*Page*.
# Want to add lights, need some tips.



## Cujoe_da_man (Dec 23, 2017)

Ok, so this isn't a specific Arien's deal, but it's my new engine on an old machine, so I figured this would be the place to start.


Over the summer, I've been working on getting my machine running again and I stumbled upon an alternator plug tucked neatly along the side of the new engine and realized I could add lights!


My new engine is a Briggs 1500 Sno engine, P/N 15C107-0040-F8. If I understand the parts list correctly, it only comes with one alternator option and that P/N is 797090, 60w. It also shows some wire assemblies, but I'm unsure if those are what I need or if there's something else the parts list doesn't show. I'd rather not cut the plug off and keep the wiring clean. Any ideas? 



A pic of the plug:


----------



## Shaw351 (Nov 15, 2016)

I've not found the matching connector end but no worries, you just cut connector off and add fuse holder there and continue on to the lights. Easy peasy !!!


----------



## Coby7 (Nov 6, 2014)

Cujoe_da_man said:


> I'd rather not cut the plug off and keep the wiring clean. Any ideas?


Firstly you will need to figure if it's AC or DC but I assume it is AC since it has two wires. If you want to add an LED light you will need a full wave rectifier. These are the type commonly used, kind of overkill but they are cheap, easy to mount, straight forward and accept regular crimp style lugs on the tabs.



















Then you will need to measure the output voltage preferably with a small load. Then purchase an appropriate LED lamp probably 9-36 volts, these will have internal regulators that will eliminate any flicker. As for the connector you can probably find a match for it.

https://www.amazon.com/Briggs-Stratton-393456-Alternator-Connector/dp/B002WNYHHK/ref=sr_1_1?keywords=Briggs+alternator+connector&qid=1572691460&sr=8-1

Or change it for a weather proof one.


----------



## Dauntae (Nov 10, 2016)

They used to use those plugs on RC cars a LONG time ago and may be ok but failed a LOT on RC cars LOL But I purchase better and just cut those off and replace with a quality one that can keep the elements off the contacts AND use a little diametric grease to stop them from corroding.


----------



## Cujoe_da_man (Dec 23, 2017)

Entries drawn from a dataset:
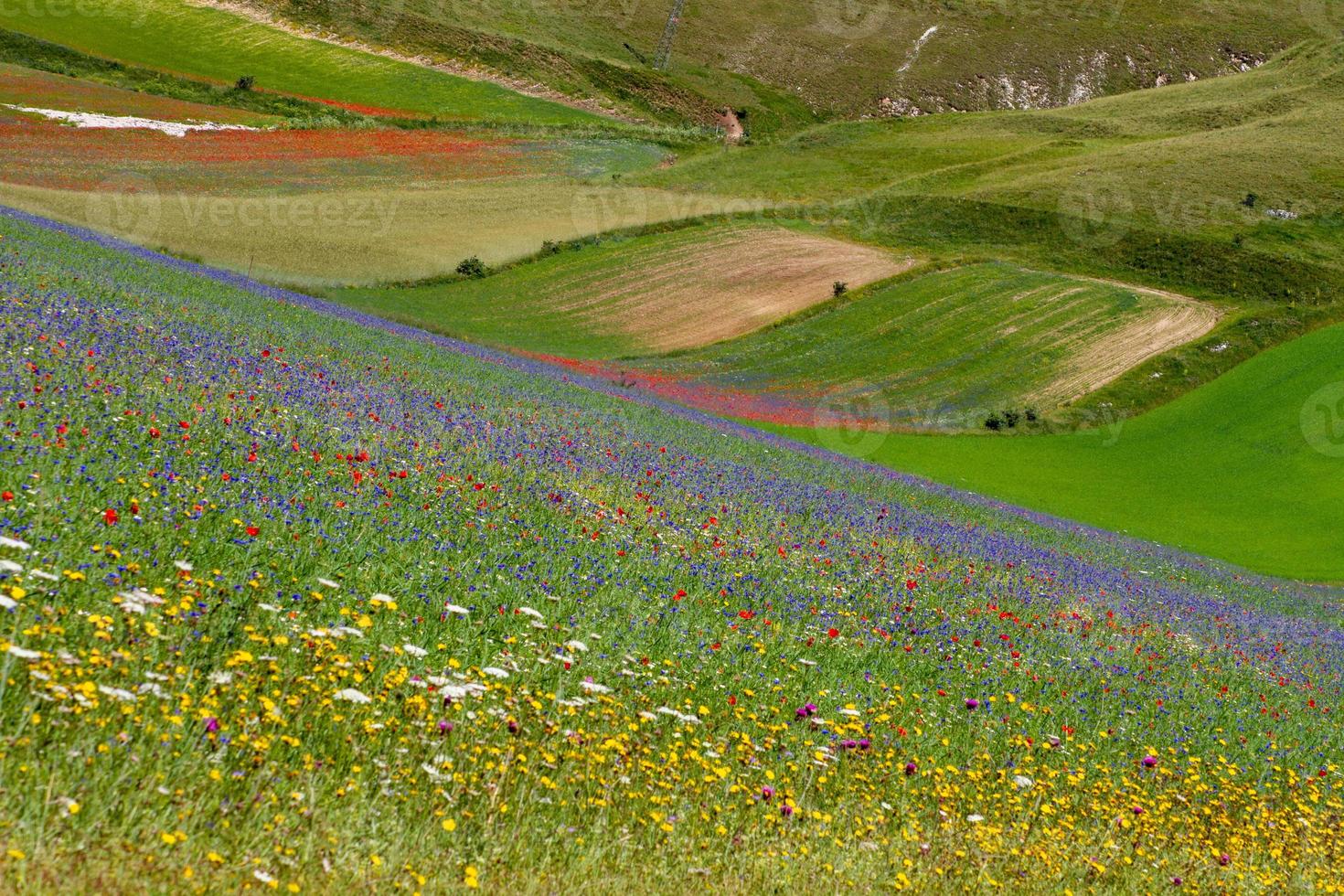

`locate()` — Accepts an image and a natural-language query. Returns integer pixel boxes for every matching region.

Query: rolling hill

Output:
[0,202,1344,893]
[783,311,1344,581]
[223,0,1344,123]
[329,224,912,358]
[0,0,601,123]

*Goal of the exercise*. Transcribe the part of the forum thread on adding lights to the snowblower engine word for word, starting with "I've not found" and going on through "(Nov 6, 2014)".

*The output*.
I've not found the matching connector end but no worries, you just cut connector off and add fuse holder there and continue on to the lights. Easy peasy !!!


----------



## Coby7 (Nov 6, 2014)